Metin bölümü:
━━━━━━━━━━━━━━━━
*David Waldstein’ın kaleme aldığı bu yazı, The New York Times‘da yayımlandı.
1969 Amerika Açık’a yaklaşırken, Rod Laver’ın üzerinde büyük bir baskı vardı. Avustralya Açık’ı çok zorlanarak kazanmış ve bunu Fransa Açık ve Wimbledon’daki şampiyonluklar takip etmişti. Bir ‘takvim yılı Grand Slam’i’ ona çok yakındı.
Kritik bir dönemden geçen Laver, New York’ta yapılması gerekenleri yönetmek için yardıma ihtiyacı olduğunu hissetti. Bu yüzden Yeni Zelandalı arkadaşı John McDonald’la iletişime geçti ve o sırada Londra’da bulunan oyuncunun, kendisine katılmasını istedi.
Laver’in bir başka arkadaşı, aktör Charlton Heston da ona Manhattan’daki Tudor City dairesini kullanmasını önerdi. Heston, Laver’in böylece kendisini Forrest Hills çevresindeki tenis dünyasının geri kalanından ayırabileceğini söylerken, ilk ‘takvim Grand Slam’inden yedi yıl sonra bir ikinciyi kazanıp kazanamayacağını görmek için meraklanıyordu. Laver’in eşi Mary bu sırada hamileydi ve Avustralya’ya geri dönmüştü. Doğum zamanı final günü civarındaydı.
McDonald’ın rolü, Laver’a bir arkadaş, şoför, yardımcı, taktisyen, sekreter ve hatta gerekirse içki arkadaşı olmaktı.
California’daki evinden yapılan bir telefon röportajında Laver, “Neye ihtiyacım olursa yaptı” diyecekti, “Evet, bu seferkinin belki her zamankinden biraz daha farklı olacağını anlamıştım. John bunu aşabilmeme yardımcı oldu.”
━━━━━━━━━━━━━━━━
Kayıt alıntıları:

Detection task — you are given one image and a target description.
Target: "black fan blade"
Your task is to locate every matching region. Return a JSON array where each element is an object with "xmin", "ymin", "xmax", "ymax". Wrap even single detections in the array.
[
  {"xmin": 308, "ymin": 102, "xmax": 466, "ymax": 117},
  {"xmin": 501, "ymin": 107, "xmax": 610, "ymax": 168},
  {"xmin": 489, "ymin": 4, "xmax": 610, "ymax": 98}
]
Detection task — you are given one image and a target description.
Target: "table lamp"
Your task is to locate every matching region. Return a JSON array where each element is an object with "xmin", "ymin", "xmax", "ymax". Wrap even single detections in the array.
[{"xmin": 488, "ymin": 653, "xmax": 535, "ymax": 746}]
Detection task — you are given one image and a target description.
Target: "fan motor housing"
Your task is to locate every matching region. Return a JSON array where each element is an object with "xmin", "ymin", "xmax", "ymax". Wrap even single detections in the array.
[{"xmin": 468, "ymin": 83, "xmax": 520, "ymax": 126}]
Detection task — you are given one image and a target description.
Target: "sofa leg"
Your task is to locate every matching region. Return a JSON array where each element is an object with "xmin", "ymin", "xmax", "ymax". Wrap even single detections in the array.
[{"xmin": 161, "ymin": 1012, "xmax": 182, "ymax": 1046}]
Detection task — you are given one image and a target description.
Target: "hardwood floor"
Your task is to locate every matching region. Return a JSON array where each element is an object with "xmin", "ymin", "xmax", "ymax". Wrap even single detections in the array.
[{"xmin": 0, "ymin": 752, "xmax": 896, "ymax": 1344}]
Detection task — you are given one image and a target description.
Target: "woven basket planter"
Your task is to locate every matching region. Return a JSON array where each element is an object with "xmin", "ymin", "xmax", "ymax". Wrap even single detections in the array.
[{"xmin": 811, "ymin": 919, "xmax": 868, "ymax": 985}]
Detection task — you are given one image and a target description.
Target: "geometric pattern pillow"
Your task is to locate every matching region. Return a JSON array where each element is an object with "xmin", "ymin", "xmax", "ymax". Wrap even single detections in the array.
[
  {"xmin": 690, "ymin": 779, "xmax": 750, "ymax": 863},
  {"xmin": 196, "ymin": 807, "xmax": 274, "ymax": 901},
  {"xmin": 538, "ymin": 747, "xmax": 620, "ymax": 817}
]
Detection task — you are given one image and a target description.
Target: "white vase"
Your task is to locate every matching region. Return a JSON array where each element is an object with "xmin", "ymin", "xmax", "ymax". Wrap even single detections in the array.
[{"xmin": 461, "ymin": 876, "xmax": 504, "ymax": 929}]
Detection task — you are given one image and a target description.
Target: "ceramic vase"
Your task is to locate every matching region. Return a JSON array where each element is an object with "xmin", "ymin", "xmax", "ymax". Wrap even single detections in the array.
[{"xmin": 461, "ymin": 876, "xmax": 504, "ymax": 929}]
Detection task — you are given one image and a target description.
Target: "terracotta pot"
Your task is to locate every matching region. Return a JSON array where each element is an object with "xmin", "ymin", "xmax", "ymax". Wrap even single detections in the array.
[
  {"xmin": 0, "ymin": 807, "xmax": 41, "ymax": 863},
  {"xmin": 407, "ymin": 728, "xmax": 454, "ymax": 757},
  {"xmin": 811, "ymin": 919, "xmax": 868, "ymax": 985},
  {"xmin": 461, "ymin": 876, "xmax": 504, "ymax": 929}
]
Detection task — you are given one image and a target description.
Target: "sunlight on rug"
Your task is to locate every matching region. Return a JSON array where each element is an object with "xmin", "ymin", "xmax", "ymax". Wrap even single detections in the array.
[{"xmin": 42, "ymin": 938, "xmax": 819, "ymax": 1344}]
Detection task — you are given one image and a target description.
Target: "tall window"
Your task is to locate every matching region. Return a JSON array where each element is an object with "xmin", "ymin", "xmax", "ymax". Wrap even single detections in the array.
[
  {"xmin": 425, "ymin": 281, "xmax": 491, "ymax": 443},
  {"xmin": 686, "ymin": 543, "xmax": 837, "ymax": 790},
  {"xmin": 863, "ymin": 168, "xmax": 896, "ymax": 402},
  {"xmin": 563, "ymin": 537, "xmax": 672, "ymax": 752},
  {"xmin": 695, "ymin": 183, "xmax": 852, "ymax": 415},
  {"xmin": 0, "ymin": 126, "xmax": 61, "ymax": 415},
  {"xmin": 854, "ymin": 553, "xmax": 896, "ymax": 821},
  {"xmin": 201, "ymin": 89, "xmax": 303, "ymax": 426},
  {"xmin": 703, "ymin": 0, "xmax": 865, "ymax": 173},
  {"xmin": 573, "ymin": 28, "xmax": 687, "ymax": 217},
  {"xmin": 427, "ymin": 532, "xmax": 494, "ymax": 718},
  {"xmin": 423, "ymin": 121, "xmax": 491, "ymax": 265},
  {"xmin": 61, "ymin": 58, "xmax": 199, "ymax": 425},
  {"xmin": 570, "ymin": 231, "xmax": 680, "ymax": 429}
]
━━━━━━━━━━━━━━━━
Alıştırma görevleri:
1. Rod Laver'la ilgili metne göre aşağıdaki ifadeler doğru mu? Her biri için evet ya da hayır deyin ve kararı belirleyen sözleri metinden aynen aktarın.
(a) Laver, Yeni Zelandalı arkadaşı John McDonald'dan kendisine katılmasını istedi.
(b) Laver'in eşi Mary, turnuva sırasında onunla birlikte New York'taydı.
(c) Charlton Heston, Laver'e Manhattan'daki dairesini kullanmayı önerdi.
2. Rod Laver'la ilgili metni kaldığı yerden sürdürün.

Yazılı cevaplar:
1.
(a) Evet: “Bu yüzden Yeni Zelandalı arkadaşı John McDonald’la iletişime geçti ve o sırada Londra’da bulunan oyuncunun, kendisine katılmasını istedi.”
(b) Hayır: “Laver’in eşi Mary bu sırada hamileydi ve Avustralya’ya geri dönmüştü.”
(c) Evet: “aktör Charlton Heston da ona Manhattan’daki Tudor City dairesini kullanmasını önerdi.”

2.
Devamında Laver Amerika Açık’ı kazanmayı başardı ve tüm tenis dünyasında iki ‘takvim Grand Slam’i yapan tek oyuncu oldu. Birkaç hafta sonra ise Avustralya’ya evine dönmüş ve sanki sabırla babasının tarih yazmasını beklemiş olan oğlu Rick’in doğumuna tanıklık etmişti
Laver, “Ne yıldı ama” diyerek hatırladığı günler sonucunda, bunun nasıl başarılacağını artık herkesten iyi biliyordu.
‘Takvim Grand Slam’i, Avustralya Açık, Fransa Açık, Wimbledon ve Amerika Açık’ı bir sezonda kazanmak demek. Bu teklerde sadece altı kez, beş farklı oyuncu tarafından gerçekleşti.
İlki 1938’de Don Budge’dan geldi. ‘Küçük Mo’ olarak da bilinen 18 yaşındaki San Diego’lu Maureen Connolly, 1953’te bu başarıyı gösteren ilk kadındı.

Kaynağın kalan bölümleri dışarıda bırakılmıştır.